> [Input for this task]:
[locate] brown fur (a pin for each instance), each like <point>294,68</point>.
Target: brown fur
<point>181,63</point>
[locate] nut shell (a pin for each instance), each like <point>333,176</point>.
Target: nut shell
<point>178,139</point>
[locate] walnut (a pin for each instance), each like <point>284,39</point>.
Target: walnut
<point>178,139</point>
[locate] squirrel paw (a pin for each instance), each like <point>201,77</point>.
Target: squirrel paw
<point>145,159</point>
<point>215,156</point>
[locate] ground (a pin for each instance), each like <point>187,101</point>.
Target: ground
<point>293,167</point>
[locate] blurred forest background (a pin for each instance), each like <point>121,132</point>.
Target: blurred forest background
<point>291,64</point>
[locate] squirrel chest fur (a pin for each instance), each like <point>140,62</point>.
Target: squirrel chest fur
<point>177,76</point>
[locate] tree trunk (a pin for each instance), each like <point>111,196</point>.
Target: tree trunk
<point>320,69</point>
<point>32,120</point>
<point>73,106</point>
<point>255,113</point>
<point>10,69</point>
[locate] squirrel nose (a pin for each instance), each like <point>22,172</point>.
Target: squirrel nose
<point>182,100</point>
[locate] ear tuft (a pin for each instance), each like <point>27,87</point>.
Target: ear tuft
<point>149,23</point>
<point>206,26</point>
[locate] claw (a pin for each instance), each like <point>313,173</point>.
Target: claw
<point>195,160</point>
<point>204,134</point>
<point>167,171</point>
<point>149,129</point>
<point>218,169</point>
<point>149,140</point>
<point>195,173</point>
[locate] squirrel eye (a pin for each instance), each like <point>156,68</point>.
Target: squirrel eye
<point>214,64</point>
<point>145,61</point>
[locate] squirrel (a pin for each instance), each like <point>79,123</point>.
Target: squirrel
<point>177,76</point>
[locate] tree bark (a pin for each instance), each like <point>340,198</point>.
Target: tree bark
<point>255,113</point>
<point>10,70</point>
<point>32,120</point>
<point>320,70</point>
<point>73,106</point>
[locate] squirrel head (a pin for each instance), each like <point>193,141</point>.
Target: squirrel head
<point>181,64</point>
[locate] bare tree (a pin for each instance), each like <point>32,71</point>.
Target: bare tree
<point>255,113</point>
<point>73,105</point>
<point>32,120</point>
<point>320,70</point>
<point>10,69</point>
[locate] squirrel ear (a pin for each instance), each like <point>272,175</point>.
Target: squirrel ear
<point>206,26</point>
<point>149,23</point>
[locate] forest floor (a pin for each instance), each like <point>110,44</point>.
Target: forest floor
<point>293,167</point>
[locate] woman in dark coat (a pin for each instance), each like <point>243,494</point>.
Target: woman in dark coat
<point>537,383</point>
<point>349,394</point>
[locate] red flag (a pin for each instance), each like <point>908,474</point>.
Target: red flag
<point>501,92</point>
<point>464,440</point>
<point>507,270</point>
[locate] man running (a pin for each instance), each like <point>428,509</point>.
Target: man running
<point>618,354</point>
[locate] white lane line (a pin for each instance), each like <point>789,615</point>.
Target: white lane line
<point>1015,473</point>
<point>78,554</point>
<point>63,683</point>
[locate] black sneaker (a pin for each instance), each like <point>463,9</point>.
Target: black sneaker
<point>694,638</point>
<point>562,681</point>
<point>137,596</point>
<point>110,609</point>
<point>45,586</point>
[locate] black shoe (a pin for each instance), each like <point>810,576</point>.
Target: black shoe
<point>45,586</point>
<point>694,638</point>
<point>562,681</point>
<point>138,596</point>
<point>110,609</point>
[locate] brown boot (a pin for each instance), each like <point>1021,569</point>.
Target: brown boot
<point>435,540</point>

==

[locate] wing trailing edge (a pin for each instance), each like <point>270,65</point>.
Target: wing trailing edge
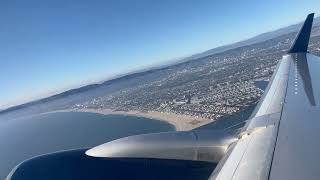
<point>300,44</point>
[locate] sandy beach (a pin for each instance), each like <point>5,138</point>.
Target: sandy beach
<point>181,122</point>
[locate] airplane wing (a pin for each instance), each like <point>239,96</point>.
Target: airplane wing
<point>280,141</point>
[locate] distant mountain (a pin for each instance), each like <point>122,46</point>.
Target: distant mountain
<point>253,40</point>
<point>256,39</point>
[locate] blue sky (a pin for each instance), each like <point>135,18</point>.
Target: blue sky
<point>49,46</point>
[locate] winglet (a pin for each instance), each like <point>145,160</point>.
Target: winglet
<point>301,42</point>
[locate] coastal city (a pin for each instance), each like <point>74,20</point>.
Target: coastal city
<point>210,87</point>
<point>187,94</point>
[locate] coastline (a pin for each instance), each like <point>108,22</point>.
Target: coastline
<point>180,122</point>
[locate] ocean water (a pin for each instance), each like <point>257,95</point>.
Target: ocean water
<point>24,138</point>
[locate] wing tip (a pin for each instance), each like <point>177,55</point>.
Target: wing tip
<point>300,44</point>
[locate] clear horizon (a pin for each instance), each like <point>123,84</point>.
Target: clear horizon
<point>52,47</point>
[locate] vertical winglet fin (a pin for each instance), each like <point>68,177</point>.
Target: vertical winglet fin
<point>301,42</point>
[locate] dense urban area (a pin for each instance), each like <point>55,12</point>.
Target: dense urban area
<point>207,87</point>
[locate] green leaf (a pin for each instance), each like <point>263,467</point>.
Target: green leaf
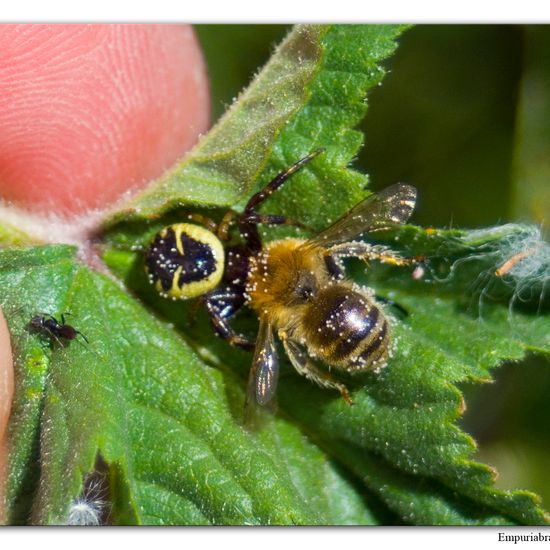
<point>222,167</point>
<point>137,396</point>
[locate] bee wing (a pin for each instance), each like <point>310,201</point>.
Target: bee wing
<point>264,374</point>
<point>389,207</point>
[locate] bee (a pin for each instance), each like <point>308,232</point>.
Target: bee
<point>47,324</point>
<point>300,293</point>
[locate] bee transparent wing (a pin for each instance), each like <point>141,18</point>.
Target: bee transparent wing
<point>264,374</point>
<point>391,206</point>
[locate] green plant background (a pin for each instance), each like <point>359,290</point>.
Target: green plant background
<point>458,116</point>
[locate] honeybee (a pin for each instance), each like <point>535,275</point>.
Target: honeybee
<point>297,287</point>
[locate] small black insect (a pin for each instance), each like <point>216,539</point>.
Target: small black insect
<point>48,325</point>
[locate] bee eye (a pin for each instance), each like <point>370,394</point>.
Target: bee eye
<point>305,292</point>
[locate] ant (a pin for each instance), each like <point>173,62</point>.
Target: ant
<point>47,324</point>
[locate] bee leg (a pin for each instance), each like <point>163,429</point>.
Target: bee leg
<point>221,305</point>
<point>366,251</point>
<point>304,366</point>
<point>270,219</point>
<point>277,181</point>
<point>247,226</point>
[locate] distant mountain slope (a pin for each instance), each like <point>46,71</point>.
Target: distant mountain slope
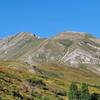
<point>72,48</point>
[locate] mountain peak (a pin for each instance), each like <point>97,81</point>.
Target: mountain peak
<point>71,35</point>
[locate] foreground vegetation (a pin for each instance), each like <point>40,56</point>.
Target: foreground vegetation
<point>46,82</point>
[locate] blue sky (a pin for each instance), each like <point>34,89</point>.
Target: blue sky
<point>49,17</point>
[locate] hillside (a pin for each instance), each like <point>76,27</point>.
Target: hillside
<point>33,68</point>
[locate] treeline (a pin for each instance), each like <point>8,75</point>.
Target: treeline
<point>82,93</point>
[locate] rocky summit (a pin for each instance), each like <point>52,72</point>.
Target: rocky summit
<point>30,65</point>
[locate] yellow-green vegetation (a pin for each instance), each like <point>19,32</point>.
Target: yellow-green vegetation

> [Task details]: Copy out the listing, beginning at the line that has "[locate] tree bark" and stopping after the line that has "<point>181,64</point>". Rename "squirrel head" to "squirrel face" and leave everything else unchanged.

> [Result below]:
[locate] tree bark (a pin for each instance), each like <point>340,198</point>.
Target: tree bark
<point>255,113</point>
<point>10,70</point>
<point>32,120</point>
<point>320,70</point>
<point>73,106</point>
[locate] squirrel face (a pin for each instance), each like <point>193,141</point>.
Target: squirrel face
<point>181,64</point>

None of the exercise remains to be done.